▸ **Exercise**:
Extract the text of every item below, word for word and unchanged. Leave the pictures out of your answer.

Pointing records
#####
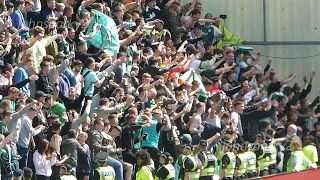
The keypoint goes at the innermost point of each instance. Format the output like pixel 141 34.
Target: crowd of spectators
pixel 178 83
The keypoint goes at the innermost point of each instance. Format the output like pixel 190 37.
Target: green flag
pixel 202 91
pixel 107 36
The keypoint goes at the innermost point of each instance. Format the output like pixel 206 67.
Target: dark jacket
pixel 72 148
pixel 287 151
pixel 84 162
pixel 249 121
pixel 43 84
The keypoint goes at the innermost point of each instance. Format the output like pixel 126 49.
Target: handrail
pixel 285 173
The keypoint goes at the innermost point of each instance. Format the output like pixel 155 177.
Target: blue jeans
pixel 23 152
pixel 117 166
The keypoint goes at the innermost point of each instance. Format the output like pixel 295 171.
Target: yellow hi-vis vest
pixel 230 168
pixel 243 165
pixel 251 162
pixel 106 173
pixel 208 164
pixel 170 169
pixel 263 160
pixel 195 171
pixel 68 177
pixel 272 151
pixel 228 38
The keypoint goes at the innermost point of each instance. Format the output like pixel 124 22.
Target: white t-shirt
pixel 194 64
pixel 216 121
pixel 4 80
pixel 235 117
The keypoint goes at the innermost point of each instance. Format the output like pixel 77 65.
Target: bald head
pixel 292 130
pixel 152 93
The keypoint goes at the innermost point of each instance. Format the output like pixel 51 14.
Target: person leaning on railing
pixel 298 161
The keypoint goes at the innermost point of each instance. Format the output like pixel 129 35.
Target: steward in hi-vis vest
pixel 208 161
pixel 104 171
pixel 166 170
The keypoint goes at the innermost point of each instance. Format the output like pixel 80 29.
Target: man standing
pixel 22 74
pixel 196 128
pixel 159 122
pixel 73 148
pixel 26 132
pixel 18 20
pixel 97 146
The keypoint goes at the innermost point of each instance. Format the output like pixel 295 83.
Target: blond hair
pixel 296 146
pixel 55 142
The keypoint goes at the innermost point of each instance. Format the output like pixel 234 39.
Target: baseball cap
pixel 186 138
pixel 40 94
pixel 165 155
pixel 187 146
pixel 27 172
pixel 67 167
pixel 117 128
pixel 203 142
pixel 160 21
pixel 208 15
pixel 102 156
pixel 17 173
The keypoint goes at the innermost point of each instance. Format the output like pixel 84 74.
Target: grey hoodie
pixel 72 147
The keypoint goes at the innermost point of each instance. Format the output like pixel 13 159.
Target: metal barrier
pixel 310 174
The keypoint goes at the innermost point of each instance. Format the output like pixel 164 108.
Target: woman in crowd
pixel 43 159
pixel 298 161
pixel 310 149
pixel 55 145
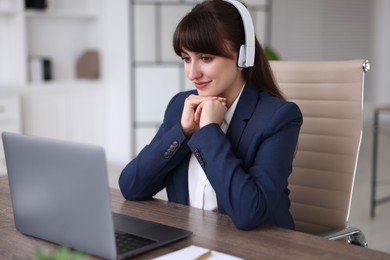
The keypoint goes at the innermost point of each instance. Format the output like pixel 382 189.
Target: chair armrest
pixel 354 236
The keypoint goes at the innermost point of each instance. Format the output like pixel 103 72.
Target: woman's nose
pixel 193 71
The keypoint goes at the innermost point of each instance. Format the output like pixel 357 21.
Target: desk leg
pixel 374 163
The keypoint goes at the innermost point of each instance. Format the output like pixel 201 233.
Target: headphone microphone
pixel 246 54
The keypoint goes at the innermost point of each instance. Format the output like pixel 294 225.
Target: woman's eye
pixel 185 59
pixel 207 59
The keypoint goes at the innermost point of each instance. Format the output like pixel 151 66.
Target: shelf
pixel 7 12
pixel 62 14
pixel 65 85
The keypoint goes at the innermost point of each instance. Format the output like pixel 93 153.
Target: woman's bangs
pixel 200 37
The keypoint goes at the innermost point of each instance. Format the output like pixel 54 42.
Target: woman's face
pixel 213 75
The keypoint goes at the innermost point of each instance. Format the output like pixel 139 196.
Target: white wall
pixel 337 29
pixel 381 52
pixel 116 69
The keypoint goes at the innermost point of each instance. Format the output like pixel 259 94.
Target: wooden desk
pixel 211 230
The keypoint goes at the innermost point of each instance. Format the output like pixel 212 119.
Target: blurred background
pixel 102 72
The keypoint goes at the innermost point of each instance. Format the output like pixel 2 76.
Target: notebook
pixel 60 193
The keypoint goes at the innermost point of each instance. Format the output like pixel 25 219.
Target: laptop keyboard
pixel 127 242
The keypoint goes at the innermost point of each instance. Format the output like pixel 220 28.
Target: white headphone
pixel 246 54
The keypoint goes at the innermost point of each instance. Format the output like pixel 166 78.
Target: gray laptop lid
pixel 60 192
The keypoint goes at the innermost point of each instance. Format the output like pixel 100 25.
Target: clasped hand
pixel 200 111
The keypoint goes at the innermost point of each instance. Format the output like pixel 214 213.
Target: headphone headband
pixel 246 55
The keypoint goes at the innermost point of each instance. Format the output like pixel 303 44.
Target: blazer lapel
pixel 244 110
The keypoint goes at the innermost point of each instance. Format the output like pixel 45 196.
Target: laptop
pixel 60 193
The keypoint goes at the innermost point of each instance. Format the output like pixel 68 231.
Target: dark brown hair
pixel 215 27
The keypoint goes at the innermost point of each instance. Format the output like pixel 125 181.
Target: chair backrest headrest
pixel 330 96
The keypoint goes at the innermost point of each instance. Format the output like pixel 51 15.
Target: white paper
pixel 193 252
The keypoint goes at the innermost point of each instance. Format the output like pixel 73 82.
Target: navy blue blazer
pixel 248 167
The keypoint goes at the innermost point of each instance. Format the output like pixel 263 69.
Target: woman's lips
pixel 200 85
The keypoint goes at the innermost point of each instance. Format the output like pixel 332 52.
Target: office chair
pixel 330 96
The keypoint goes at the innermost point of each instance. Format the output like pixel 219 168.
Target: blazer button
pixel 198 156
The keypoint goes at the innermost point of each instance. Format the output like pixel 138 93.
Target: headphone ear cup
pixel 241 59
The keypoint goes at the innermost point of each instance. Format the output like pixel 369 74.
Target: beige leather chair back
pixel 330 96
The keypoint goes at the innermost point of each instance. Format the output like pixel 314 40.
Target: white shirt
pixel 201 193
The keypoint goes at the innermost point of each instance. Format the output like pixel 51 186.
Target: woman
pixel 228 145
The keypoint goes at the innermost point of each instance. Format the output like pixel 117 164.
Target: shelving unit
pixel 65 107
#####
▸ **Answer to the exercise**:
The keypoint goes at the innermost point of each instance. Format the output like pixel 141 34.
Target: crowd of spectators
pixel 178 83
The keypoint goes at the innermost point of each instance. Format the output like pixel 190 37.
Target: green flag
pixel 202 91
pixel 107 36
The keypoint goes at the innermost point of each instance. Format the output like pixel 206 67.
Target: dark jacket
pixel 72 148
pixel 287 151
pixel 84 162
pixel 249 121
pixel 43 84
The keypoint goes at the innermost point of each instance. Format the output like pixel 126 49.
Target: handrail
pixel 285 173
The keypoint goes at the innermost point of each instance. Format the output like pixel 155 177.
Target: blue jeans
pixel 23 152
pixel 117 166
The keypoint goes at the innermost point of each instance. Format the output like pixel 295 171.
Target: yellow hi-vis vest
pixel 230 168
pixel 243 165
pixel 251 162
pixel 106 173
pixel 208 164
pixel 170 169
pixel 263 160
pixel 195 171
pixel 68 177
pixel 272 151
pixel 228 38
The keypoint goes at the innermost point of each instance. Format the output like pixel 124 22.
Target: white t-shirt
pixel 194 64
pixel 216 121
pixel 4 80
pixel 235 117
The keypoint goes at the innermost point of each instance. Format the output like pixel 77 65.
Target: bald head
pixel 292 130
pixel 152 93
The keypoint goes at the innermost point of each instance. Format the output like pixel 51 14.
Target: person leaning on railing
pixel 298 161
The keypoint goes at the innermost point of each instance. Format the output like pixel 129 35.
Target: steward in hi-vis vest
pixel 208 161
pixel 104 171
pixel 166 170
The keypoint goes at the innermost point of each instance. Format the output like pixel 80 29.
Target: man standing
pixel 22 74
pixel 196 128
pixel 159 122
pixel 73 148
pixel 26 132
pixel 18 20
pixel 97 146
The keypoint goes at the innermost point of each instance. Format the output like pixel 295 83.
Target: blond hair
pixel 296 146
pixel 55 142
The keypoint goes at the innermost point of each instance. Format the output like pixel 234 39.
Target: baseball cap
pixel 186 138
pixel 40 94
pixel 165 155
pixel 187 146
pixel 27 172
pixel 67 167
pixel 117 128
pixel 203 142
pixel 160 21
pixel 208 15
pixel 102 156
pixel 17 173
The keypoint goes at the innermost point of each instance. Format the output like pixel 84 74.
Target: grey hoodie
pixel 72 147
The keypoint goes at the innermost point of each instance. Format the output like pixel 13 159.
Target: metal barrier
pixel 310 174
The keypoint goes at the innermost point of each instance. Format the output like pixel 164 108.
Target: woman in crowd
pixel 43 159
pixel 298 161
pixel 310 149
pixel 55 145
The keypoint goes at the innermost point of each instance. Format the output like pixel 382 189.
Target: chair armrest
pixel 354 236
The keypoint goes at the innermost point of each instance. Format the output like pixel 103 72.
Target: woman's nose
pixel 193 71
The keypoint goes at the innermost point of each instance. Format the output like pixel 357 21.
Target: desk leg
pixel 374 163
The keypoint goes at the innermost point of each instance. Format the output like pixel 201 233.
Target: headphone microphone
pixel 246 54
The keypoint goes at the innermost point of each instance. Format the output like pixel 294 225.
Target: woman's eye
pixel 185 59
pixel 207 59
The keypoint goes at the innermost point of each instance. Format the output like pixel 151 66.
Target: shelf
pixel 7 12
pixel 62 14
pixel 65 85
The keypoint goes at the innermost point of each instance. Format the output like pixel 93 153.
Target: woman's bangs
pixel 200 37
The keypoint goes at the innermost point of each instance. Format the output like pixel 54 42.
Target: woman's face
pixel 213 75
The keypoint goes at the innermost point of each instance. Format the output like pixel 139 196.
Target: white wall
pixel 337 29
pixel 381 52
pixel 116 69
The keypoint goes at the innermost point of each instance. Format the output like pixel 259 94.
Target: wooden desk
pixel 211 230
The keypoint goes at the innermost point of each instance. Format the output like pixel 212 119.
Target: blurred background
pixel 102 72
The keypoint goes at the innermost point of each instance. Format the output like pixel 2 76.
Target: notebook
pixel 60 193
The keypoint goes at the innermost point of each instance. Format the output like pixel 25 219.
Target: laptop keyboard
pixel 127 242
The keypoint goes at the innermost point of each instance. Format the output like pixel 220 28.
Target: white headphone
pixel 246 54
The keypoint goes at the innermost point of each instance. Format the output like pixel 166 78.
Target: gray laptop lid
pixel 60 192
The keypoint goes at the innermost point of each instance. Format the output like pixel 100 25.
Target: clasped hand
pixel 200 111
The keypoint goes at the innermost point of each instance. Format the output like pixel 214 213.
Target: headphone headband
pixel 246 55
The keypoint goes at the innermost point of each instance. Format the output like pixel 303 44.
Target: blazer lapel
pixel 244 110
The keypoint goes at the innermost point of each instance. Format the output like pixel 45 196.
Target: laptop
pixel 60 193
The keypoint goes at the innermost point of each instance. Format the output like pixel 68 231.
Target: dark brown hair
pixel 215 27
The keypoint goes at the innermost point of each instance. Format the output like pixel 125 181.
Target: chair backrest headrest
pixel 330 96
The keypoint goes at the innermost point of each instance. Format the output like pixel 51 15.
Target: white paper
pixel 193 252
The keypoint goes at the innermost point of each instance. Format the output like pixel 73 82.
Target: navy blue blazer
pixel 248 167
The keypoint goes at the innermost point of each instance. Format the output like pixel 263 69.
Target: woman's lips
pixel 200 85
The keypoint goes at the innermost point of each instance. Format the output like pixel 332 52.
Target: office chair
pixel 330 96
The keypoint goes at the innermost point of each instance. Format the output like pixel 219 168.
Target: blazer button
pixel 198 156
The keypoint goes at the innermost point of each instance. Format the output like pixel 138 93.
Target: headphone ear cup
pixel 241 59
The keypoint goes at the innermost point of each instance. Format the output like pixel 369 74.
Target: beige leather chair back
pixel 330 96
The keypoint goes at the innermost point of each instance. Format the output like pixel 314 40.
Target: white shirt
pixel 201 193
The keypoint goes at the innermost point of each instance. Format the output like pixel 51 186.
Target: woman
pixel 228 145
The keypoint goes at the innermost point of each instance. Format the output like pixel 117 164.
Target: shelving unit
pixel 65 107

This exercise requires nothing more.